EXERCISE DIRECTIONS:
Your answer must match the records word for word and contain no pictures.

● ● ● ●

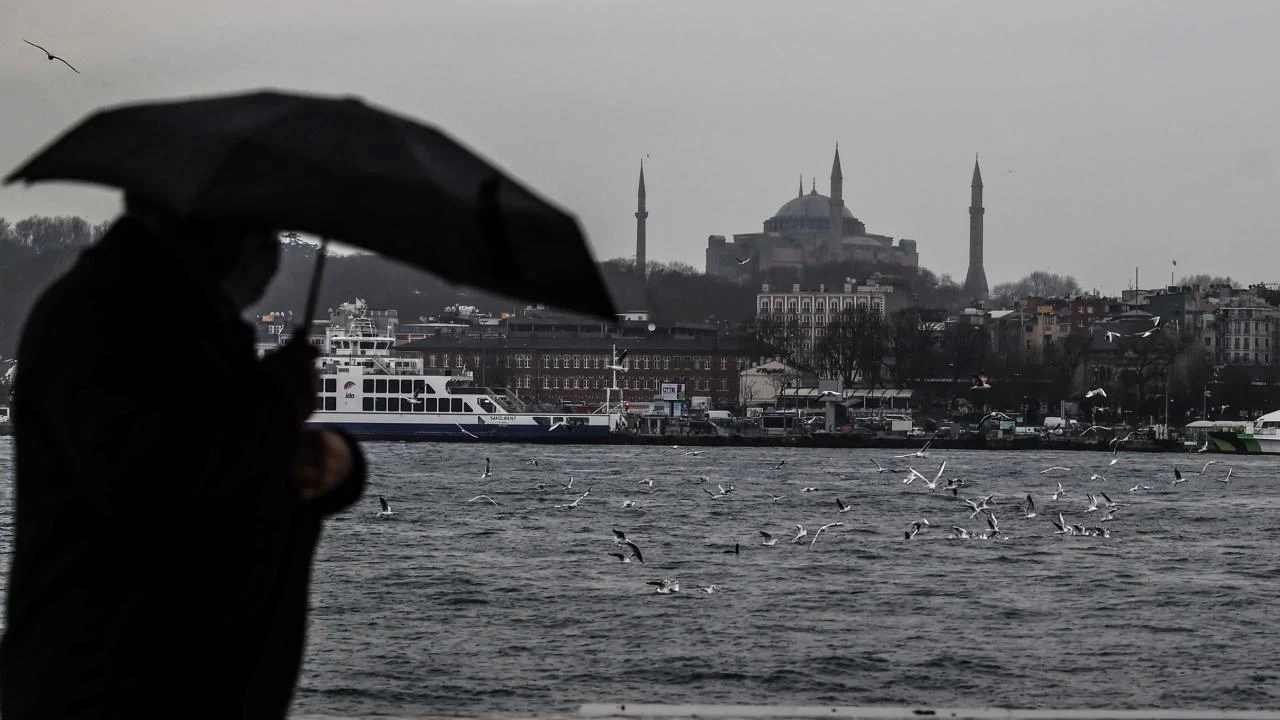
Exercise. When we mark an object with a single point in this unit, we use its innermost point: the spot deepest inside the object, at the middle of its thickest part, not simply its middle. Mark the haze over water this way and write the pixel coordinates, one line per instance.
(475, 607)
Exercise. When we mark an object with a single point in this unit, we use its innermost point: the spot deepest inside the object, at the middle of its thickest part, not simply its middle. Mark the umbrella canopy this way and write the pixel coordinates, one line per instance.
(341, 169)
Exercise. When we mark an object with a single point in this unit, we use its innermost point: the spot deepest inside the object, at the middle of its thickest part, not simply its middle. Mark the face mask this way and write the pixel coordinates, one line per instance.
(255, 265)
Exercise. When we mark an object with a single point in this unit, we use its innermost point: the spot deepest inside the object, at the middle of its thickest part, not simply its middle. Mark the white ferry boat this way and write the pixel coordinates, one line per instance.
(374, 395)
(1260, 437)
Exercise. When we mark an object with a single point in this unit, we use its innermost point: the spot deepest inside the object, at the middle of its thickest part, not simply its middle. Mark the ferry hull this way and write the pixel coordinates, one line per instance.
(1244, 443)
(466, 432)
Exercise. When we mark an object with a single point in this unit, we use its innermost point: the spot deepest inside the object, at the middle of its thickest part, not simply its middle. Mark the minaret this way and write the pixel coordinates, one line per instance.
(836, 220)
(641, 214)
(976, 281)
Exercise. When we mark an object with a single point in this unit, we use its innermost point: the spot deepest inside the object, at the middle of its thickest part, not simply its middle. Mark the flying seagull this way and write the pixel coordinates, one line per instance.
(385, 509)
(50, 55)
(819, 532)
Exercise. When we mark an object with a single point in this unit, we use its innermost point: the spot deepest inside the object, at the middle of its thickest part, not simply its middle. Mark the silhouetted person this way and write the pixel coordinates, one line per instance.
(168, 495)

● ● ● ●

SOLVED PROBLEM:
Exercise. When we mark an object with a single point in this unit, we use its innermost point: the spot deepest inside the object, at the middle of its thickest part, not simply its middle. Mark the haze over water this way and write the pixel coordinates, one line per instance.
(475, 607)
Exercise. When we mark an object with a single point in this unit, we use its innermost point: the spot deepest inside the object, at the middle of its thickest part, not simply its middle. Mark the umbrella canopy this way and write the pixel coordinates, one line per instance.
(341, 169)
Exercise. When we mark an object with a single point in this unit, we use its innermost point: the spot deepest inside the object, at the middle of its thickest part, not simply its middle. Mark the face mask this way and write the pixel coordinates, one line per instance.
(255, 265)
Exercise. When we mark an object with a single point in this unit, we use its innermost point: the spot deepest inside the object, at the middle of its thickest part, not simply its middle. Mark the white ferry boat this way and write the pixel coordinates, one line per instance.
(374, 395)
(1260, 437)
Exercise. When we mark an object with a single point in this unit, we use its innermost point: the spot deepest inside the object, at the middle of its thickest part, not simply its middle. Mark the ferry hull this way and write the pixel coordinates, one line per instance.
(1244, 443)
(466, 432)
Exercise. When we mark an object with a single point in this unit, we use its innermost point: the spot deepest inside the object, at the middle of its thickest part, not simply its middle. Mark the minaret this way and write the pixel coordinates, one line per instance.
(836, 220)
(641, 214)
(976, 281)
Exercise. When we mark an object with a single point in this unit, we use its innermost point: the spot deepest inside the object, at the middle of its thickest part, not simply its middle. Mark the flying seagull this way and write the pixel coordinates, one line per instance.
(385, 509)
(50, 55)
(819, 532)
Exercise. When we mark an object with a single point in this unit, we use its innermost point: the spot deepest inside the object, at the middle of its thickest part, not simply its middle. Mark the silhouetted person this way and write the pixel coordinates, one line per instance.
(168, 495)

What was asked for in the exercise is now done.